Consignes écrites
a. D'après l'extrait fourni, quel jour de la semaine les rencontres avec les élèves ont-elles souvent lieu ?
b. Recopiez fidèlement le passage de l'extrait fourni compris entre « Participez-vous à d’autres » et « heures de cours. », ces deux bornes incluses.

Extrait fourni
□ □ □ □ □ □ □
Participez-vous à d’autres collaborations avec des classes ?
Il y a des élèves qui font un travail sur un
sujet donné, par exemple, les droits des homosexuels.
Ils nous demandent de nous rencontrer.
Cela se passe souvent le mercredi
après-midi. Il en va de même avec quelques
projets plus rares, comme telle école, où des
élèves suivent un politique sur toute l’année,
avec rencontres trimestrielles. Mais c’est toujours
sur le temps « libre » des élèves que
cela se fait, jamais tous ensemble pendant les
heures de cours.
Qu’en est-il des projets menés avec l’enseignement
fondamental ?
Ces expériences sont plutôt rares. L’une
d’elles s’inscrit dans le projet « Place aux
enfants » : ceux-ci, accompagnés d’un adulte,
rencontrent des gens exerçant un métier déterminé
: un fleuriste, un kiné, un dentiste…
Ou un politique.
□ □ □ □ □ □ □
Données enregistrées
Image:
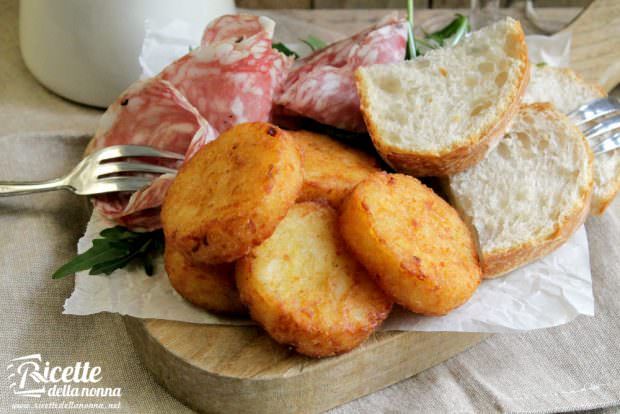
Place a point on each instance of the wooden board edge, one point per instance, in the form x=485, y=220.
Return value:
x=311, y=391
□ □ □ □ □ □ □
Réponses par consigne
a. Le mercredi après-midi.

b.
Participez-vous à d’autres collaborations avec des classes ?
Il y a des élèves qui font un travail sur un
sujet donné, par exemple, les droits des homosexuels.
Ils nous demandent de nous rencontrer.
Cela se passe souvent le mercredi
après-midi. Il en va de même avec quelques
projets plus rares, comme telle école, où des
élèves suivent un politique sur toute l’année,
avec rencontres trimestrielles. Mais c’est toujours
sur le temps « libre » des élèves que
cela se fait, jamais tous ensemble pendant les
heures de cours.